To do »
Each entry is to be output precisely as it appears.
** Data to process follows **
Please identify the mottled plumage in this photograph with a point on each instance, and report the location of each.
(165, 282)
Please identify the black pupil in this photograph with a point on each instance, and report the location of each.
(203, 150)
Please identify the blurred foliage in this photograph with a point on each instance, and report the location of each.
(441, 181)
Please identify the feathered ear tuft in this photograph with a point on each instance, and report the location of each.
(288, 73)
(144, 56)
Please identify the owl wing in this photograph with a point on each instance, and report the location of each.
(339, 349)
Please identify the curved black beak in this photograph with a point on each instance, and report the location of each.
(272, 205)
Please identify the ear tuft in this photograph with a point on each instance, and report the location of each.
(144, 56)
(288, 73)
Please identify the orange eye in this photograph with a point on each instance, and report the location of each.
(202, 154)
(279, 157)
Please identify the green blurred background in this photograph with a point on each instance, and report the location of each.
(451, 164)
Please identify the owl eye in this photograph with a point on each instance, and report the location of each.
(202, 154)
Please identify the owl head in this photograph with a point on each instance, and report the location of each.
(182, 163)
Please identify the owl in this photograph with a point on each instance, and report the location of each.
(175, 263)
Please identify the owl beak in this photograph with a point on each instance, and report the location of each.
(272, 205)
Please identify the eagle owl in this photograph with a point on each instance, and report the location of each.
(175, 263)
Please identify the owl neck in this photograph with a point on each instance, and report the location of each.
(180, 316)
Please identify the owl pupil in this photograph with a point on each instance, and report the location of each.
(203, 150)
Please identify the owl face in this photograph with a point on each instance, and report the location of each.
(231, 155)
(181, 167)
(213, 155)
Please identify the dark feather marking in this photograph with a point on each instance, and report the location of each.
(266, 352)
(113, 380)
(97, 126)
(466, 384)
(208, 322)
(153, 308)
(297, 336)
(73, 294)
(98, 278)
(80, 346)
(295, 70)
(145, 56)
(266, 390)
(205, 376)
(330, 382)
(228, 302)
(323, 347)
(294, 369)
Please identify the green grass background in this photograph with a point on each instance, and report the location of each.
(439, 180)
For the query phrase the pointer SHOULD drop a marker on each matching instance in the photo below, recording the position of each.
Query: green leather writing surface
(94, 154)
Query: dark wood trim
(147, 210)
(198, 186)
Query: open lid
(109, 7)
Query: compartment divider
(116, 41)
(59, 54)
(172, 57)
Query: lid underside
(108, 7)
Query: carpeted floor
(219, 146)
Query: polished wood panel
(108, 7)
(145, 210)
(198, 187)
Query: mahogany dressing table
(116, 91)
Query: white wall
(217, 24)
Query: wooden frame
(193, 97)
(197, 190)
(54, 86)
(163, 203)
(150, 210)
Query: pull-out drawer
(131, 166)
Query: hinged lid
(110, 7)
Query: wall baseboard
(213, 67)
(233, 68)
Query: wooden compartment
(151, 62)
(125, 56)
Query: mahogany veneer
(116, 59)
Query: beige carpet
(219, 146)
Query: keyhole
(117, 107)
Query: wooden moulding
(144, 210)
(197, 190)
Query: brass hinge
** End of Data to process **
Final answer »
Please identify the mottled plumage in this photograph with a point on each instance, and report the location of each.
(165, 282)
Please identify the black pupil in this photograph with a point on each instance, and report the location of each.
(203, 150)
Please identify the blurred foliage in this photograph with a point on each instance, and report the location of each.
(441, 181)
Please identify the feathered ear tuft in this photograph with a point on each instance, and report the location of each.
(288, 73)
(144, 56)
Please identify the owl wing in this photograph with a point on each instance, and report the location of each.
(339, 349)
Please identify the curved black beak in this photograph with a point on each instance, and report the location of each.
(272, 205)
Please identify the ear tuft in this photograph with a point on each instance, and report the location of each.
(144, 56)
(288, 73)
Please identify the orange eye in this photograph with a point on each instance, and report the location of each.
(202, 154)
(279, 157)
Please identify the green blurred background in this photograph with a point on each instance, and report the location of each.
(451, 164)
Please identify the owl eye in this photograph with a point on each instance, and report the location of each.
(202, 154)
Please identify the owl head in this photograph with a point on each instance, and report the location of each.
(182, 163)
Please identify the owl in this photograph with a point on each instance, and report the location of each.
(175, 263)
Please identify the owl beak in this photograph with a point on each instance, and report the location of each.
(272, 205)
Please identify the eagle owl in this photograph with a point on each instance, and report the location of each.
(175, 263)
Please identify the owl neck in this photograph with a point on each instance, and report the location of each.
(180, 316)
Please identify the owl pupil in this photograph with a point on each instance, and report the location of each.
(203, 150)
Please identify the owl face in this photograph with a point on each instance, and report the location of each.
(231, 155)
(181, 167)
(213, 155)
Please identify the dark feather marking in this photograph with a point on each instance, and report the location of each.
(266, 352)
(113, 380)
(97, 126)
(466, 384)
(208, 322)
(153, 308)
(297, 336)
(73, 294)
(98, 278)
(80, 346)
(295, 70)
(145, 56)
(266, 390)
(205, 376)
(330, 382)
(228, 302)
(323, 347)
(294, 369)
Please identify the green grass background in this photograph with a point on each instance, and report the location of each.
(439, 180)
For the query phrase the pointer SHOULD drop a marker on each matching instance in the photo below, recording the position of each.
Query: green leather writing surface
(94, 154)
Query: dark wood trim
(147, 210)
(198, 186)
Query: open lid
(109, 7)
Query: compartment divider
(116, 41)
(59, 54)
(172, 57)
Query: lid underside
(108, 7)
Query: carpeted floor
(219, 146)
Query: polished wood panel
(108, 7)
(145, 210)
(198, 187)
Query: mahogany dressing table
(116, 91)
Query: white wall
(217, 24)
Query: wooden frame
(193, 97)
(197, 190)
(54, 86)
(163, 203)
(150, 210)
Query: pull-out drawer
(131, 166)
Query: hinged lid
(110, 7)
Query: wall baseboard
(213, 67)
(233, 68)
Query: wooden compartment
(151, 62)
(125, 56)
Query: mahogany veneer
(116, 59)
Query: beige carpet
(219, 146)
Query: keyhole
(117, 107)
Query: wooden moulding
(144, 210)
(197, 190)
Query: brass hinge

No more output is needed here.